Records provided:
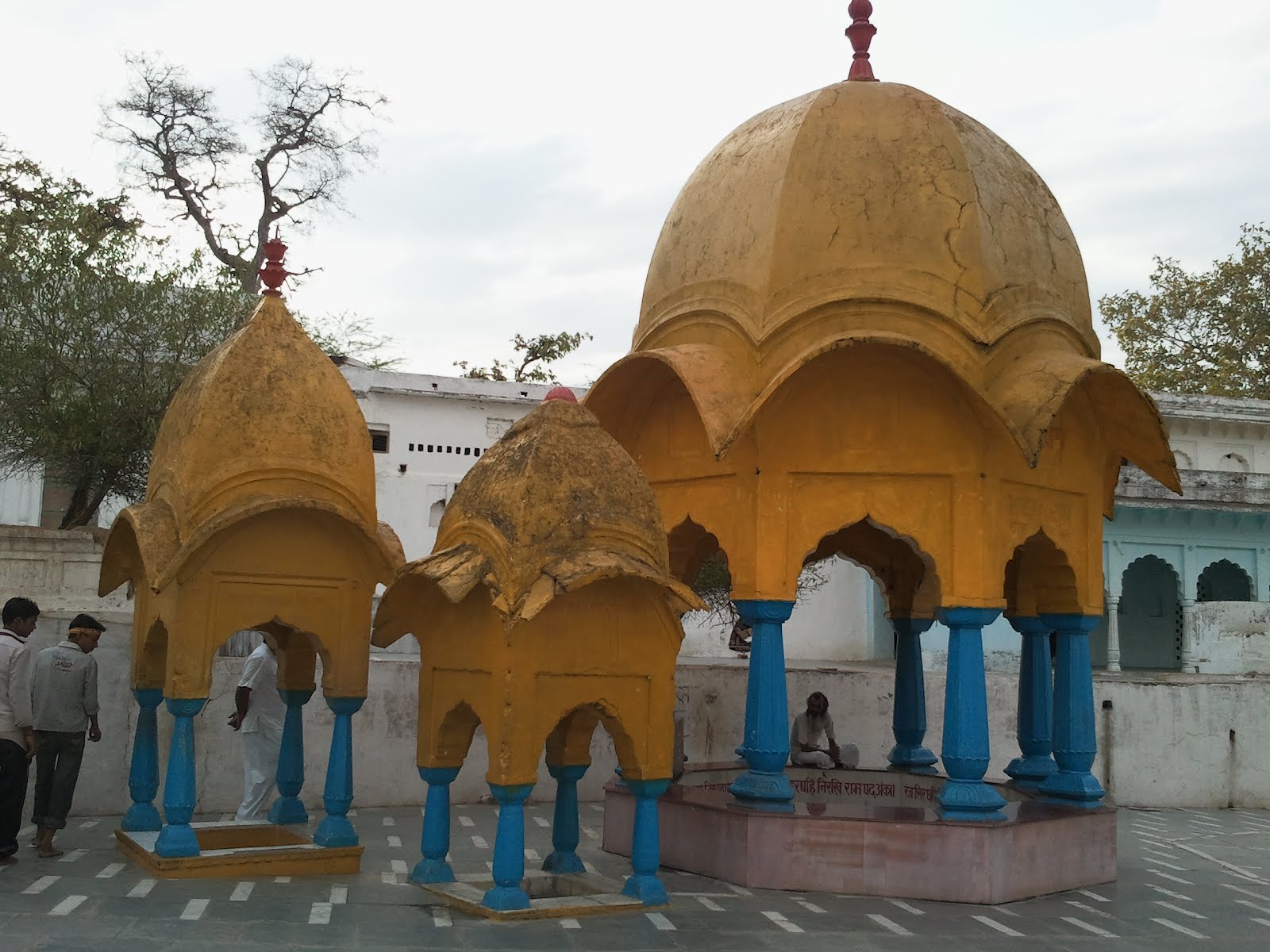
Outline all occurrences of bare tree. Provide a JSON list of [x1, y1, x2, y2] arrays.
[[102, 56, 387, 294]]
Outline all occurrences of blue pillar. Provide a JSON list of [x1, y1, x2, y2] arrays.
[[269, 688, 314, 823], [887, 618, 936, 773], [1006, 616, 1058, 787], [936, 608, 1006, 820], [410, 766, 459, 884], [542, 764, 587, 873], [728, 601, 794, 810], [155, 697, 207, 858], [1040, 614, 1103, 804], [314, 697, 366, 846], [121, 688, 163, 833], [622, 777, 670, 906], [481, 783, 533, 912]]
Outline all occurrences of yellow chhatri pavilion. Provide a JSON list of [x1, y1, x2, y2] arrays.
[[373, 387, 701, 912], [99, 239, 404, 858], [587, 0, 1179, 816]]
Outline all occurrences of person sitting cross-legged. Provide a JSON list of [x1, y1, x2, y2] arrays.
[[790, 690, 860, 770]]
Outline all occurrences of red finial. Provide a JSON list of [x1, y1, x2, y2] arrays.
[[847, 0, 878, 83], [259, 228, 291, 297], [542, 387, 578, 404]]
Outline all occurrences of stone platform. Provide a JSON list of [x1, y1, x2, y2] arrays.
[[603, 764, 1116, 905], [114, 823, 362, 880], [421, 871, 646, 922]]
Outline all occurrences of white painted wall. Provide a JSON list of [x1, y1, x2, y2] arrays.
[[341, 364, 568, 560], [0, 468, 44, 525], [33, 642, 1270, 815]]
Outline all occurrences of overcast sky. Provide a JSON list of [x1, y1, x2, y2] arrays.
[[0, 0, 1270, 383]]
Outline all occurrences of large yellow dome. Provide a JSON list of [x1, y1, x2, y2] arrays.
[[633, 81, 1099, 357]]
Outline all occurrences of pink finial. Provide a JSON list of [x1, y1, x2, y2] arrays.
[[259, 228, 291, 297], [542, 387, 578, 404], [847, 0, 878, 83]]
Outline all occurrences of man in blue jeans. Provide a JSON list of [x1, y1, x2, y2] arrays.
[[30, 614, 106, 858], [0, 598, 40, 866]]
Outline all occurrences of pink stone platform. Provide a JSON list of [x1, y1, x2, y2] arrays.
[[603, 764, 1116, 905]]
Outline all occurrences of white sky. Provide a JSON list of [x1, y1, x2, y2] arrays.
[[0, 0, 1270, 383]]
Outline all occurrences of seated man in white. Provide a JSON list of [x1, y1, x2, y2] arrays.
[[790, 690, 860, 770]]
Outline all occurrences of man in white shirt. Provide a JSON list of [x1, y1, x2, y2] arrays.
[[30, 614, 106, 859], [229, 643, 287, 823], [0, 598, 40, 866], [790, 690, 860, 770]]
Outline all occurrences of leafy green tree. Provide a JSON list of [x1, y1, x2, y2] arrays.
[[103, 56, 387, 294], [1099, 225, 1270, 400], [296, 311, 402, 370], [455, 330, 593, 383], [0, 152, 252, 528]]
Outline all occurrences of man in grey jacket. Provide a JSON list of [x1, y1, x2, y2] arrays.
[[30, 614, 106, 858]]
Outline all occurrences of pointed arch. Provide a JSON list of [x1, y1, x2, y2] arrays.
[[1002, 531, 1082, 618], [802, 516, 941, 618], [1120, 555, 1183, 670], [1195, 559, 1255, 601]]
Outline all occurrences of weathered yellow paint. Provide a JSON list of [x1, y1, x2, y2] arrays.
[[373, 400, 701, 785], [99, 297, 405, 698], [587, 83, 1179, 616]]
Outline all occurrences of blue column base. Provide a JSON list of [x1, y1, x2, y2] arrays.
[[155, 823, 198, 859], [1006, 754, 1058, 789], [314, 814, 360, 846], [409, 859, 455, 886], [542, 849, 587, 876], [887, 744, 938, 773], [269, 797, 309, 827], [1040, 770, 1106, 802], [480, 886, 529, 912], [935, 777, 1006, 820], [728, 770, 794, 810], [622, 873, 671, 906], [119, 804, 163, 833]]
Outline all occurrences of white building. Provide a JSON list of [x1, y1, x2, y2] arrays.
[[7, 360, 1270, 673]]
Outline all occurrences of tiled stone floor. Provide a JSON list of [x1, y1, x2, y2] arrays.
[[0, 804, 1270, 952]]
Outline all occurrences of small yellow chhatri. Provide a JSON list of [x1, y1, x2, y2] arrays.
[[100, 279, 404, 698], [373, 393, 701, 785]]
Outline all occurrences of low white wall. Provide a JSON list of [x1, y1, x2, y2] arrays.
[[38, 650, 1270, 815], [1194, 601, 1270, 674], [7, 527, 1270, 814]]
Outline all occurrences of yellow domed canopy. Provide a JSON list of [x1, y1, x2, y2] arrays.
[[99, 296, 404, 698], [373, 389, 703, 785], [587, 65, 1179, 607]]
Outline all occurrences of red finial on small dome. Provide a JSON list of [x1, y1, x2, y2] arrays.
[[542, 387, 578, 404], [847, 0, 878, 83], [259, 228, 291, 297]]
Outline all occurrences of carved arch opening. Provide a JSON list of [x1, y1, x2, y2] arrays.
[[1195, 559, 1255, 601], [544, 700, 645, 777], [1119, 555, 1183, 670], [802, 516, 941, 618], [1002, 529, 1082, 618]]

Goal: Edit the listing above, changing every "Outline all occurrences of" to "Draw boxes around every" and keeping all other text the same. Leave the pictures out of the answer.

Exercise solution:
Draw boxes around every bare tree. Provide a JSON list of [x1, y1, x2, y2] arrays.
[[102, 56, 387, 294]]
Draw boxes around every blue pillar. Provide a JSON list of [x1, y1, x2, y2] arrays.
[[269, 688, 314, 823], [887, 618, 936, 773], [1006, 616, 1058, 787], [936, 608, 1006, 820], [410, 766, 459, 884], [542, 764, 587, 873], [728, 601, 794, 810], [155, 697, 207, 858], [1040, 614, 1103, 804], [314, 697, 366, 846], [121, 688, 163, 833], [622, 777, 670, 906], [481, 783, 533, 912]]
Draw boxes around every yellow chhatri pavilion. Provide a JSON list of [x1, y1, x2, y2] arrays.
[[373, 387, 701, 912], [99, 239, 404, 858], [587, 0, 1179, 816]]
Draw boxes around every person sitting cross-legged. Provide a JSON list of [x1, y1, x2, y2] arrays.
[[790, 690, 860, 770]]
Draw boxes around every red finial. Provide a JSON list of [x1, y1, x2, y2] arrays.
[[847, 0, 878, 83], [259, 228, 291, 297], [542, 387, 578, 404]]
Draw boxes around every stone platform. Provide a JSON list of [x1, y1, x2, y2] arrays.
[[603, 764, 1116, 905], [114, 823, 362, 880], [421, 871, 646, 922]]
Draw boxes around every white painted wall. Provide a JSON list of [x1, y1, x2, y2] arrays.
[[341, 364, 568, 560], [0, 468, 44, 525], [33, 642, 1270, 815]]
Draw boxes around every overcast sky. Provide a JSON list of [x1, y1, x2, y2] arrays.
[[0, 0, 1270, 383]]
Draw boxes around every large yellow dome. Provide a JSON list of [x1, y1, x2, y2] arrays.
[[633, 81, 1099, 357]]
Draw boxes around every pink finial. Provide a JSON list of [x1, y1, x2, y2] arrays.
[[259, 228, 291, 297], [542, 387, 578, 404], [847, 0, 878, 83]]
Draw boxes around every man in blue jeans. Provide a JSON list of [x1, y1, x2, y2] arrays.
[[30, 614, 106, 858], [0, 598, 40, 866]]
Draw boxes around every pink stone platform. Provide a JSON list of [x1, y1, x2, y2] arrays.
[[603, 764, 1116, 905]]
Draw boxes around every white sky. Provide a JSON list of [x1, y1, x2, y2] arrays.
[[0, 0, 1270, 383]]
Draw boxes around every seated man in white. Provide a JSON list of [x1, y1, x2, y2] arrays.
[[790, 690, 860, 770]]
Draw boxes around every man in white shirt. Provide a JSON list of [x1, y1, x2, y2] arrays.
[[30, 614, 106, 859], [229, 643, 287, 823], [0, 598, 40, 866], [790, 690, 860, 770]]
Draw boxes around every leafy green tree. Provide a JSON list of [x1, y1, x2, y2] arrays.
[[103, 56, 387, 294], [1099, 225, 1270, 400], [296, 311, 402, 370], [455, 330, 593, 383], [0, 152, 252, 528]]
Draw boxes around every man in grey jacket. Provide a JSON list of [x1, y1, x2, y2] arrays.
[[30, 614, 106, 858]]
Draw boxes around every pointed arch. Provide a JSON list of [x1, y1, x2, y2] arrays.
[[1002, 531, 1082, 618], [802, 516, 941, 618], [1120, 555, 1183, 670], [1195, 559, 1255, 601]]
Draw boxes around every weathered yellow paint. Provide a JSON list of [x1, y1, x2, y2] arrays.
[[373, 400, 701, 785], [99, 297, 405, 698], [587, 83, 1179, 616]]
Draw boxes around every blue column base. Provide a JSON list of [x1, y1, x2, y2] arrays.
[[155, 823, 198, 859], [1006, 754, 1058, 789], [314, 814, 360, 846], [409, 859, 455, 886], [542, 849, 587, 876], [887, 744, 938, 773], [269, 797, 309, 827], [1040, 770, 1106, 802], [480, 886, 529, 912], [935, 777, 1006, 820], [728, 770, 794, 810], [622, 873, 671, 906], [119, 804, 163, 833]]
Draw boxes around every white building. Provide a JSON list of [x1, y1, x2, y2] arrays.
[[7, 360, 1270, 673]]
Draw boxes around every tiled stone floor. Provide a JSON list of [x1, y1, x2, y2] arrays.
[[0, 804, 1270, 952]]
Draw boxes around every small yellow chhatri. Provide a JSON list of [x1, y1, x2, y2] arrays.
[[100, 279, 404, 698], [373, 393, 701, 785]]
Draw boxes around every low white wall. Provide a JSON list of [x1, y1, x2, y2] arrays.
[[38, 650, 1270, 815], [1194, 601, 1270, 674], [7, 527, 1270, 814]]
Draw boxes around every yellow domed canopy. Provide a JSON list of [x1, y1, x2, y2] arrays.
[[99, 296, 404, 698], [373, 389, 703, 785], [587, 65, 1179, 607]]
Draw boxes around every red finial on small dome. Provide a JSON list of [x1, y1, x2, y2] arrays.
[[542, 387, 578, 404], [847, 0, 878, 83], [259, 228, 291, 297]]
Draw boxes around every carved arch opening. Provide a JSON list of [x1, y1, x2, y2] arrays.
[[1195, 559, 1255, 601], [544, 700, 645, 777], [1119, 555, 1183, 670], [802, 516, 941, 618], [1002, 529, 1082, 618]]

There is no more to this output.